=== Begin Enclosure ===

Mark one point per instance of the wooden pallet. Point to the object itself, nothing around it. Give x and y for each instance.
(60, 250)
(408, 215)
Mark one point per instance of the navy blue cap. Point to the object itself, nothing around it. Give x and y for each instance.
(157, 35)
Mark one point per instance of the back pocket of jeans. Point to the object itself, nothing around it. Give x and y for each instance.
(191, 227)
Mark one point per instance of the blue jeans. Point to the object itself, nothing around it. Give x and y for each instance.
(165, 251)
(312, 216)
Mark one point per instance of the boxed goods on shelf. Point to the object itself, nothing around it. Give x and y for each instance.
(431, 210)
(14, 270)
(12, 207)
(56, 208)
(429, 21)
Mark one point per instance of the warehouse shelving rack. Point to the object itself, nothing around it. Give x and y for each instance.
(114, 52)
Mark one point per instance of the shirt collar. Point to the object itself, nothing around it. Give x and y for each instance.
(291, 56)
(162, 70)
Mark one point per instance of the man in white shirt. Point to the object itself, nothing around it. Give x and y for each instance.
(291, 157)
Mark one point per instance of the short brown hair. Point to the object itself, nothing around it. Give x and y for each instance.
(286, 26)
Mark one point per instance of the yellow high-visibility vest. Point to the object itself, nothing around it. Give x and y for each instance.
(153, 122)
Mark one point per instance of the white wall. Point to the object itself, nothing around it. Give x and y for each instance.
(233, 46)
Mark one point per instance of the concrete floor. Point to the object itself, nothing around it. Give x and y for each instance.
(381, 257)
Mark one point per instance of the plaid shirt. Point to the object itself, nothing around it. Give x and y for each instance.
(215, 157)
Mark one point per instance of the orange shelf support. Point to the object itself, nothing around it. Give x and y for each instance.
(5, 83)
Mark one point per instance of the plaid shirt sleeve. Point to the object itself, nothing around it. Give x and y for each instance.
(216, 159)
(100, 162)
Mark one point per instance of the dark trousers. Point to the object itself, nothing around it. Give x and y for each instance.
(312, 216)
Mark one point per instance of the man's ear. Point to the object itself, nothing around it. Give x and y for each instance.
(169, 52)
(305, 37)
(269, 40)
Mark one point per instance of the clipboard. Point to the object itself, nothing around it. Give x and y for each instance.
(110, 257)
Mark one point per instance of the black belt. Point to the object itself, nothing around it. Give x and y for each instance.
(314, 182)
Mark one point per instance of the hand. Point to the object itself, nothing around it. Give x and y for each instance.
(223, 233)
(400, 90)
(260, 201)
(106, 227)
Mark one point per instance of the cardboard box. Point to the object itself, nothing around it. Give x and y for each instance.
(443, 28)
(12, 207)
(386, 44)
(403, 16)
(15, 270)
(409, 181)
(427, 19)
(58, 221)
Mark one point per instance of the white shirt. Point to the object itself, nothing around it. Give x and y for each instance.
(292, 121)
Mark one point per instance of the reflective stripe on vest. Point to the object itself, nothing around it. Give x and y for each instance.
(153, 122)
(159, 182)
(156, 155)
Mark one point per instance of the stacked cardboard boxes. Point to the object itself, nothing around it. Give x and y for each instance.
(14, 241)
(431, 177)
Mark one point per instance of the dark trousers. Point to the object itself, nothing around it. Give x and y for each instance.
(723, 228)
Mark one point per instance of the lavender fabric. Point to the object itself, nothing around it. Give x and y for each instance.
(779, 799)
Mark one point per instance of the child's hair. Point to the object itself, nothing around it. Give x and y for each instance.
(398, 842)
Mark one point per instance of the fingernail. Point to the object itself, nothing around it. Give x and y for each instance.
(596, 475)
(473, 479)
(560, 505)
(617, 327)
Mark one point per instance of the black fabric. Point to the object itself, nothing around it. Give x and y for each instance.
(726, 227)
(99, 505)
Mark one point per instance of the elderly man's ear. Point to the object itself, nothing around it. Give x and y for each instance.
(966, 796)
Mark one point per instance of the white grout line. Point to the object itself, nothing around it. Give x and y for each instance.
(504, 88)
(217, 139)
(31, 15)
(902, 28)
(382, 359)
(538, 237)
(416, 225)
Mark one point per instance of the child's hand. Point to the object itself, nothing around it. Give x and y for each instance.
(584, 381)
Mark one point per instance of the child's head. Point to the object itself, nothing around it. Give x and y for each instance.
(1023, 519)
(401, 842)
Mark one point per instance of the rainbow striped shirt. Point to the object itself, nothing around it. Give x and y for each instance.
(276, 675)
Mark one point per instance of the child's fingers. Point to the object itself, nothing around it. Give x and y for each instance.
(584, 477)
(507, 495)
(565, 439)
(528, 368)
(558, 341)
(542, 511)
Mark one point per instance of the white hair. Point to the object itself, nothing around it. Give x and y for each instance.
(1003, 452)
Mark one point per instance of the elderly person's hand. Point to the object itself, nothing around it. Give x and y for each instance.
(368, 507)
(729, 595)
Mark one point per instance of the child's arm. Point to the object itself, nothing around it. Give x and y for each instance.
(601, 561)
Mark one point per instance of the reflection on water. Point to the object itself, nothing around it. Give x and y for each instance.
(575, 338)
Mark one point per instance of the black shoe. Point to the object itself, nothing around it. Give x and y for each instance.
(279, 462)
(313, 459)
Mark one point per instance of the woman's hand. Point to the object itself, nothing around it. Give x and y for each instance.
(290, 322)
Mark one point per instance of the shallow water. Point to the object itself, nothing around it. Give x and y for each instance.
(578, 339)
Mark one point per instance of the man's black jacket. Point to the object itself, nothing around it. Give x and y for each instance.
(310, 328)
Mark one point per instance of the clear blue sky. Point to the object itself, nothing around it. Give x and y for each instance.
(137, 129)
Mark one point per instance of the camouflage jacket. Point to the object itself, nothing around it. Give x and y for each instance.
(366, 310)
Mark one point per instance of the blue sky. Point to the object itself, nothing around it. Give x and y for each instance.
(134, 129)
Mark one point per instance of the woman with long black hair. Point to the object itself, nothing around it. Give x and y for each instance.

=== End Enclosure ===

**Task objective**
Retype only the lines running from the line with "Mark one point per instance of the man's black" to the end of the listing, including both of those lines.

**Solution to this problem**
Mark one point per instance of the man's black jacket. Point to the object itself, nothing around it. Give x and y for each instance.
(310, 328)
Mark one point per instance of the clear blue sky. Point to the object itself, nothing around it. Give x and y for each instance.
(137, 129)
Mark one point per instance of the camouflage jacket. Point to the object itself, nothing around it. Give x and y for each instance.
(366, 310)
Mark one point per instance of the blue sky. Point to the object itself, nothing around it. Give x and y for each instance.
(134, 129)
Mark one point per instance of the woman with long black hair. Point to the object itself, nothing around it. Give x and y for each instance.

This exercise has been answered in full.